— Exercises —
**a.** According to the entry on Washington: A Life, what prompted Ron Chernow to write the book? Answer in one to three sentences.
**b.** Quote the passage of the entry on Washington: A Life from "Chernow, a former" up to and including "History Book Prize.".
*** Given text ***
Washington: A Life
- Author: Ron Chernow
- Language: English
- Subject: George Washington
- Genre: Non-fiction; biography
- Publisher: Penguin Press
- Publication date: October 5, 2010
- Publication place: United States
- Media type: Print, digital, audio
- Pages: 904 (hardcover)
- ISBN: 978-1-59420-266-7
- Dewey Decimal: 973.4/1092 B
- LC Class: E312.C495 2010

= Washington: A Life =

Book by Ron Chernow

Washington: A Life is a biography of George Washington, the first president of the United States, written by American historian and biographer Ron Chernow and published in 2010. The book is a "one-volume, cradle-to-grave narrative" that attempts to provide a fresh portrait of Washington as "real, credible, and charismatic in the same way he was perceived by his contemporaries".

Chernow, a former business journalist, was inspired to write the book while researching another biography on Washington's long-time aide Alexander Hamilton. Washington: A Life took six years to complete and makes extensive use of archival evidence. The book was released to wide acclaim from critics, several of whom called it the best biography of Washington ever written. In 2011, the book won the Pulitzer Prize for Biography or Autobiography, as well as the New-York Historical Society's American History Book Prize.

==Background==
The book's author, Ron Chernow, is a former freelance business journalist who later fashioned himself as a "self-made historian". His 1990 history of financier J. P. Morgan's family, The House of Morgan, won the National Book Award for Nonfiction. In 2004, he published a biography of American Founding Father Alexander Hamilton, for which he won the inaugural $50,000 George Washington Book Prize.
*** Data lines ***
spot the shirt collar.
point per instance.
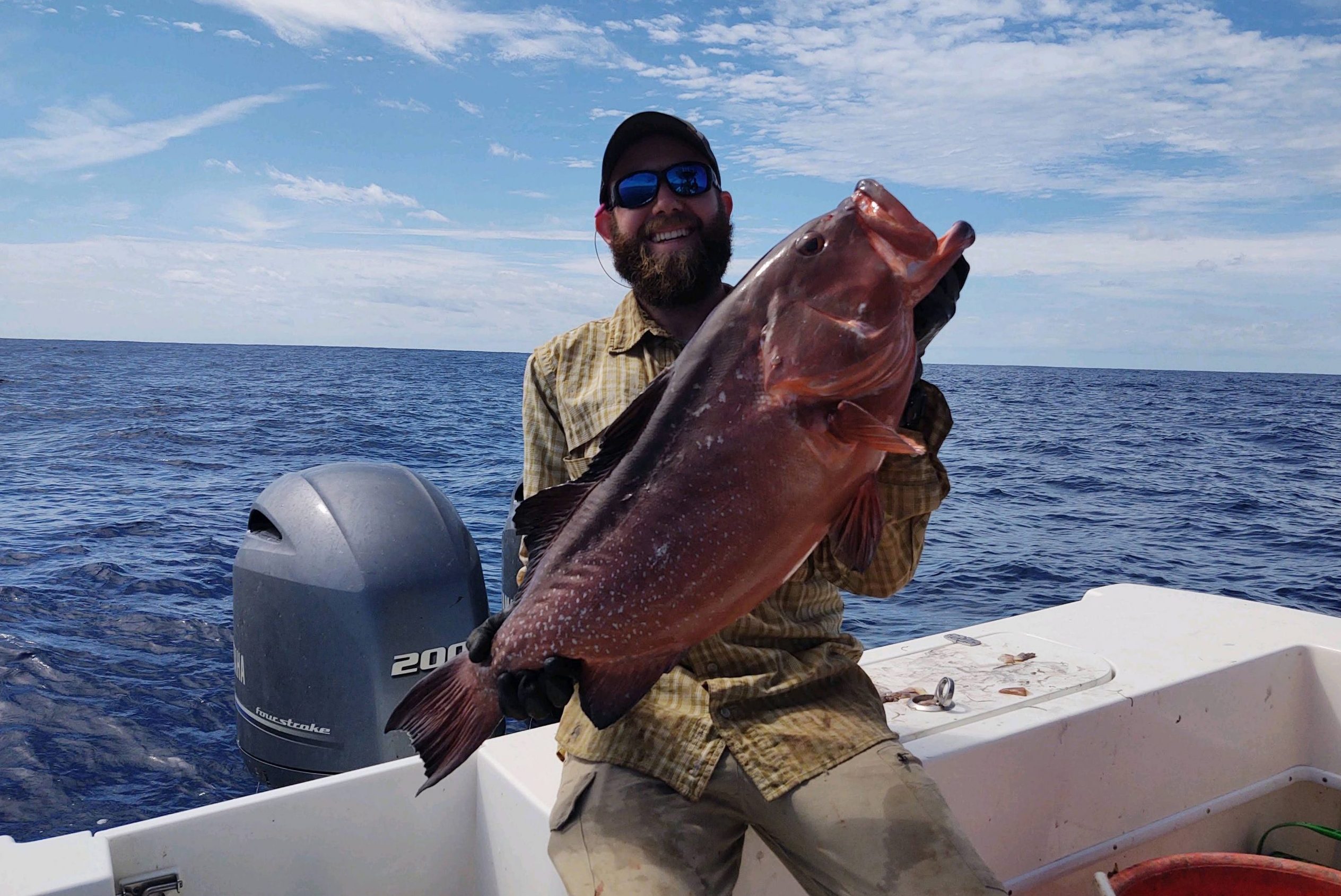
(629, 324)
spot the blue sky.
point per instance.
(1154, 184)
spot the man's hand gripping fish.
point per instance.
(715, 485)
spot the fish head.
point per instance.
(841, 297)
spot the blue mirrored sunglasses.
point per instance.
(684, 179)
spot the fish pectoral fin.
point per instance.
(855, 424)
(856, 534)
(609, 690)
(541, 517)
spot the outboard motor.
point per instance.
(352, 582)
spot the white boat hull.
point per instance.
(1155, 722)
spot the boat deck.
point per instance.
(1151, 721)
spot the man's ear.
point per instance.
(603, 224)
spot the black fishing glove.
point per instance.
(530, 694)
(930, 317)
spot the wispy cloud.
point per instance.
(72, 138)
(436, 29)
(234, 34)
(1163, 102)
(663, 29)
(499, 149)
(240, 291)
(410, 105)
(310, 189)
(245, 223)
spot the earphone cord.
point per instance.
(597, 250)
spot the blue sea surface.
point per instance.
(128, 471)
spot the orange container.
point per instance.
(1226, 875)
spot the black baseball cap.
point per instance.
(646, 124)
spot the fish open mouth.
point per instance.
(899, 238)
(885, 216)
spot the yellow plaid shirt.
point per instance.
(781, 687)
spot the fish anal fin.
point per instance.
(609, 690)
(855, 424)
(856, 536)
(541, 517)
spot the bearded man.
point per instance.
(770, 724)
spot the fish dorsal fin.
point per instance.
(855, 424)
(542, 516)
(856, 534)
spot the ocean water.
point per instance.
(128, 471)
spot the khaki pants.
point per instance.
(875, 824)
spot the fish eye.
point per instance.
(811, 245)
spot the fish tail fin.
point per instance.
(448, 715)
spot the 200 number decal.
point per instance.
(424, 660)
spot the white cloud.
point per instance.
(411, 105)
(234, 34)
(499, 149)
(220, 291)
(1100, 297)
(1160, 103)
(310, 189)
(663, 29)
(84, 137)
(435, 29)
(245, 223)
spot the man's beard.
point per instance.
(682, 278)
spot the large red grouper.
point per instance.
(719, 479)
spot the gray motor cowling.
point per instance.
(352, 581)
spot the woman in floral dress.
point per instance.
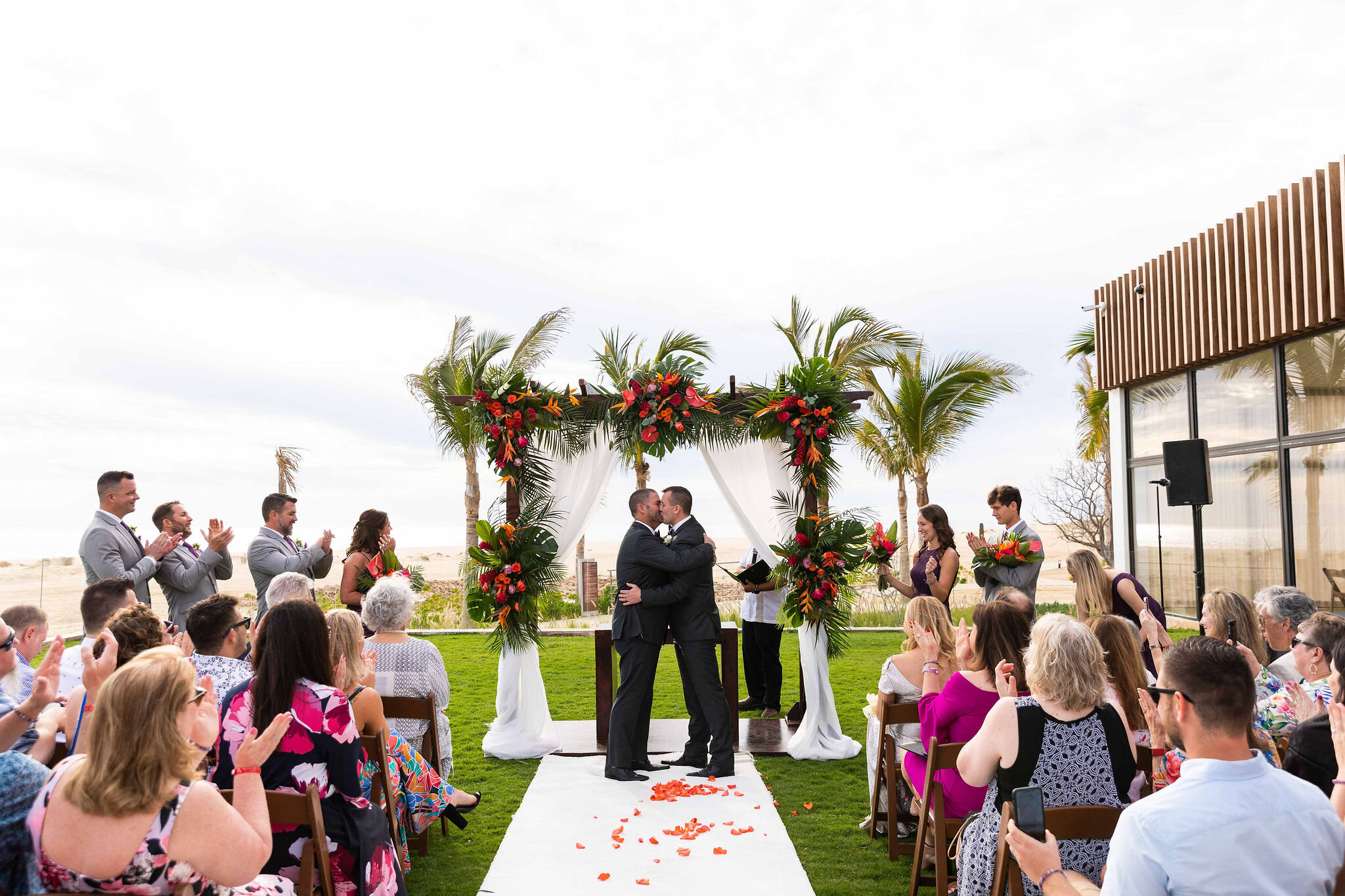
(320, 748)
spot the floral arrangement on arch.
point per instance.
(816, 570)
(509, 570)
(808, 413)
(512, 417)
(662, 408)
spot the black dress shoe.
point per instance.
(695, 762)
(713, 771)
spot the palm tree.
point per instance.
(619, 360)
(872, 343)
(287, 465)
(937, 399)
(464, 362)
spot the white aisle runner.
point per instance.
(569, 802)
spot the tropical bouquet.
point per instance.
(661, 408)
(808, 413)
(881, 550)
(512, 414)
(509, 570)
(385, 565)
(1012, 553)
(816, 570)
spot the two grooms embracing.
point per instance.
(666, 580)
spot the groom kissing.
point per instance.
(649, 582)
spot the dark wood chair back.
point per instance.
(887, 775)
(301, 809)
(935, 826)
(1066, 822)
(420, 708)
(381, 789)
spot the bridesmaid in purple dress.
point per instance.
(1099, 591)
(935, 568)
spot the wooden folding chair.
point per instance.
(1066, 822)
(301, 809)
(418, 708)
(934, 822)
(381, 789)
(888, 774)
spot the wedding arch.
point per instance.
(766, 446)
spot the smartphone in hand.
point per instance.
(1028, 812)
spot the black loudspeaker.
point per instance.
(1187, 469)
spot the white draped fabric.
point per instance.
(820, 734)
(748, 477)
(523, 727)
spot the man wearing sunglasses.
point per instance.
(221, 636)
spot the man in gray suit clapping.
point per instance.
(109, 550)
(273, 551)
(188, 574)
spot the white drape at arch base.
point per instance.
(820, 734)
(523, 727)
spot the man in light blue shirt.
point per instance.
(1231, 822)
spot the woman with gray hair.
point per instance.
(1067, 738)
(407, 667)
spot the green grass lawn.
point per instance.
(838, 857)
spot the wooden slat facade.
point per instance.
(1271, 272)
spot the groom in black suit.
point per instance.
(645, 566)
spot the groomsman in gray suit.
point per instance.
(109, 550)
(190, 574)
(1005, 504)
(273, 551)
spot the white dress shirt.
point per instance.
(1228, 828)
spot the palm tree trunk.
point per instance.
(904, 553)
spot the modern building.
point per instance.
(1238, 337)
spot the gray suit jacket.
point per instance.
(108, 551)
(269, 555)
(188, 580)
(1023, 578)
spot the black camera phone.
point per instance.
(1028, 812)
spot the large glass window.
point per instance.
(1158, 413)
(1317, 492)
(1176, 589)
(1314, 381)
(1235, 400)
(1242, 526)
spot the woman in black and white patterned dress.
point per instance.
(1067, 739)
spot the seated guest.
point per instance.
(954, 712)
(1312, 752)
(1099, 590)
(104, 817)
(99, 602)
(1066, 738)
(408, 667)
(219, 634)
(896, 684)
(30, 629)
(320, 747)
(188, 574)
(1125, 671)
(1282, 704)
(422, 794)
(30, 726)
(1281, 609)
(1268, 832)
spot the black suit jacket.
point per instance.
(649, 563)
(697, 616)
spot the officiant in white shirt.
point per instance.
(761, 643)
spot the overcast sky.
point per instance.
(225, 228)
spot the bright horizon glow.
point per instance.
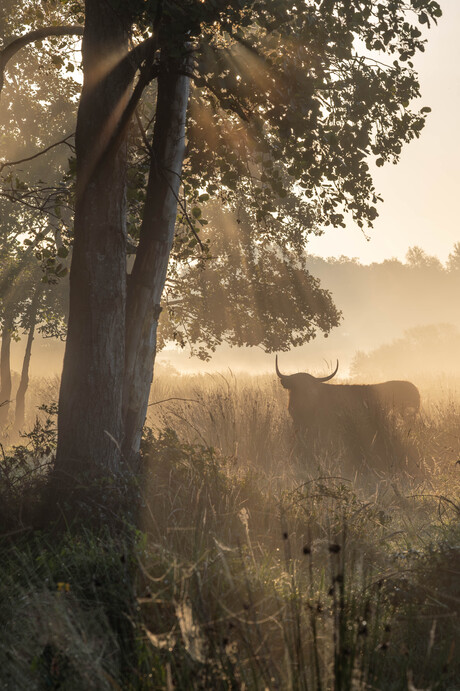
(420, 192)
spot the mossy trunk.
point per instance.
(90, 401)
(5, 371)
(148, 276)
(20, 406)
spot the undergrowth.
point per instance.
(248, 566)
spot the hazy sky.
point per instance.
(421, 192)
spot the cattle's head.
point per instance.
(306, 394)
(301, 379)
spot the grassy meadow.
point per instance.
(249, 558)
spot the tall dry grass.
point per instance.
(258, 562)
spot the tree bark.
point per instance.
(19, 411)
(90, 401)
(5, 371)
(148, 277)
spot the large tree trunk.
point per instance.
(148, 277)
(90, 402)
(19, 410)
(5, 371)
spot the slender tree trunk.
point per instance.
(90, 402)
(148, 277)
(19, 411)
(5, 371)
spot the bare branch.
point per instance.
(37, 35)
(39, 153)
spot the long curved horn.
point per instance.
(330, 375)
(281, 376)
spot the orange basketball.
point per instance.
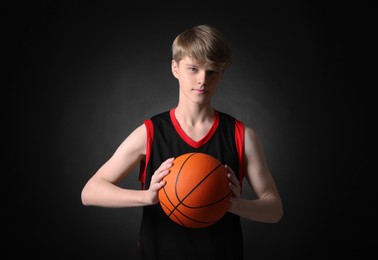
(197, 191)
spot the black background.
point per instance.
(83, 76)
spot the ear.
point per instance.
(174, 68)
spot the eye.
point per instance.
(212, 72)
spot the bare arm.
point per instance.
(268, 206)
(102, 190)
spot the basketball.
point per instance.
(197, 192)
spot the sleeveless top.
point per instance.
(160, 237)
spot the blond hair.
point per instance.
(204, 44)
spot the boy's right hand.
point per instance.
(157, 181)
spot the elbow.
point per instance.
(278, 214)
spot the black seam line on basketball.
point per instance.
(165, 192)
(181, 201)
(184, 215)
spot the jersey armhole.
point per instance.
(143, 163)
(239, 138)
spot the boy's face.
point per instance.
(196, 82)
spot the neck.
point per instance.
(194, 115)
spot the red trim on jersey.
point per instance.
(186, 138)
(144, 163)
(239, 139)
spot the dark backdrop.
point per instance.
(83, 76)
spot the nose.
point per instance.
(201, 77)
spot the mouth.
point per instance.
(200, 91)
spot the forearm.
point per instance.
(105, 194)
(262, 210)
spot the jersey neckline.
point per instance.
(186, 138)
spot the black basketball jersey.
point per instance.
(160, 237)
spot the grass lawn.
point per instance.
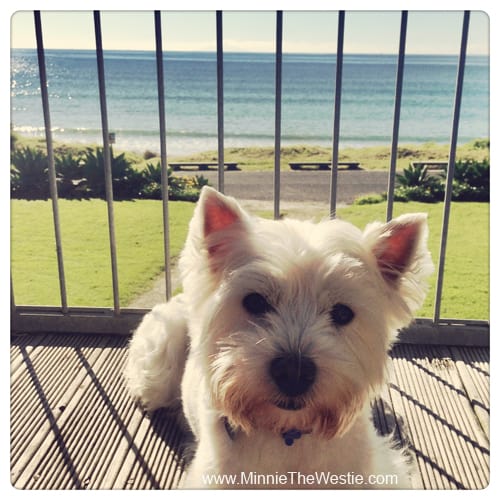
(139, 238)
(262, 158)
(140, 250)
(466, 278)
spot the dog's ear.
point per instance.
(396, 245)
(224, 226)
(219, 211)
(401, 254)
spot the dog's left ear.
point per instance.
(400, 249)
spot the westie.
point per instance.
(278, 343)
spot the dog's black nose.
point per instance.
(293, 374)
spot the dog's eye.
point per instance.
(341, 314)
(256, 304)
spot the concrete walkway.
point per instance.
(304, 195)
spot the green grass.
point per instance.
(466, 278)
(140, 250)
(85, 241)
(262, 158)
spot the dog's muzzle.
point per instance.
(293, 374)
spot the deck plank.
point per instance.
(73, 425)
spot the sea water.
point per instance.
(308, 89)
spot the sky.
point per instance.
(429, 32)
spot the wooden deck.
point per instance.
(73, 426)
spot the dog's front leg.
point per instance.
(157, 355)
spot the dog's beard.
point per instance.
(254, 404)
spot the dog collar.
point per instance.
(289, 436)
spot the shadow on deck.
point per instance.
(73, 425)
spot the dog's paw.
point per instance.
(157, 355)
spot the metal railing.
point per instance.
(123, 320)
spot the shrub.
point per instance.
(71, 182)
(472, 180)
(127, 182)
(149, 154)
(29, 174)
(180, 188)
(416, 184)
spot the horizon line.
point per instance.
(258, 52)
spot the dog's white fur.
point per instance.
(206, 347)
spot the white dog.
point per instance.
(279, 342)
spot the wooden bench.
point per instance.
(433, 165)
(202, 165)
(323, 165)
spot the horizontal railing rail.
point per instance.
(123, 320)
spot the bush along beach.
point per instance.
(471, 182)
(80, 175)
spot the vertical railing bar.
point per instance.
(451, 165)
(220, 103)
(336, 116)
(397, 115)
(50, 158)
(13, 307)
(277, 114)
(163, 152)
(108, 178)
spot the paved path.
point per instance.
(304, 194)
(301, 186)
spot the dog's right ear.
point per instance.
(224, 227)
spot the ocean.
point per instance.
(191, 99)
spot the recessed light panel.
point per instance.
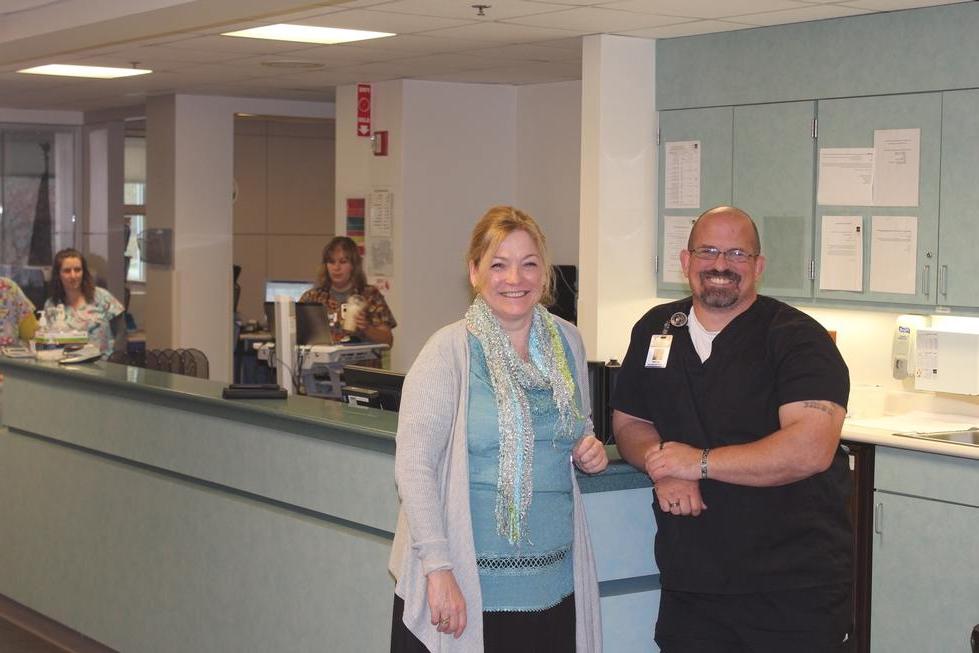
(95, 72)
(308, 34)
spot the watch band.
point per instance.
(703, 463)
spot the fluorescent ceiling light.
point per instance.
(308, 34)
(97, 72)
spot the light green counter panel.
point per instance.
(712, 128)
(958, 262)
(851, 122)
(146, 512)
(928, 49)
(773, 182)
(925, 572)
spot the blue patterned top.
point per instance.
(536, 573)
(94, 318)
(14, 308)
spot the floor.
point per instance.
(15, 640)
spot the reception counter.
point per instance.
(146, 512)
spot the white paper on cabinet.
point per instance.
(683, 175)
(380, 227)
(841, 253)
(676, 233)
(897, 158)
(893, 253)
(846, 176)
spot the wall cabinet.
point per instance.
(764, 158)
(925, 593)
(712, 129)
(958, 265)
(773, 172)
(850, 122)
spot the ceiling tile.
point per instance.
(501, 33)
(813, 12)
(702, 8)
(525, 51)
(497, 10)
(526, 74)
(379, 21)
(687, 29)
(234, 44)
(596, 20)
(420, 44)
(893, 5)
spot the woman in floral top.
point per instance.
(340, 277)
(87, 308)
(16, 314)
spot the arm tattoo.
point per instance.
(823, 406)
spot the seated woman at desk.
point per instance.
(17, 320)
(342, 287)
(87, 308)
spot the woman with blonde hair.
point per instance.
(88, 308)
(341, 281)
(492, 550)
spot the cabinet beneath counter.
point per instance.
(925, 589)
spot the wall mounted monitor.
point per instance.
(292, 289)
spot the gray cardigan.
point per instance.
(432, 472)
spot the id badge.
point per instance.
(659, 351)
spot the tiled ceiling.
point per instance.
(514, 42)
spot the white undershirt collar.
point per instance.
(703, 340)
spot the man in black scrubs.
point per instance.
(733, 404)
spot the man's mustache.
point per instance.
(726, 274)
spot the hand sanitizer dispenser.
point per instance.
(947, 360)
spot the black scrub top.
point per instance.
(750, 539)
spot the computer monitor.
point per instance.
(380, 388)
(312, 324)
(565, 292)
(291, 289)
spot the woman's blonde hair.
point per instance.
(348, 248)
(498, 223)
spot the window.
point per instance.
(134, 191)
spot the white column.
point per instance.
(103, 230)
(190, 146)
(190, 178)
(618, 190)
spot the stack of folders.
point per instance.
(254, 391)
***
— Task responses —
**a.** Chernow was inspired to write the book while researching an earlier biography of Alexander Hamilton, who was Washington's long-time aide.

**b.**
Chernow, a former business journalist, was inspired to write the book while researching another biography on Washington's long-time aide Alexander Hamilton. Washington: A Life took six years to complete and makes extensive use of archival evidence. The book was released to wide acclaim from critics, several of whom called it the best biography of Washington ever written. In 2011, the book won the Pulitzer Prize for Biography or Autobiography, as well as the New-York Historical Society's American History Book Prize.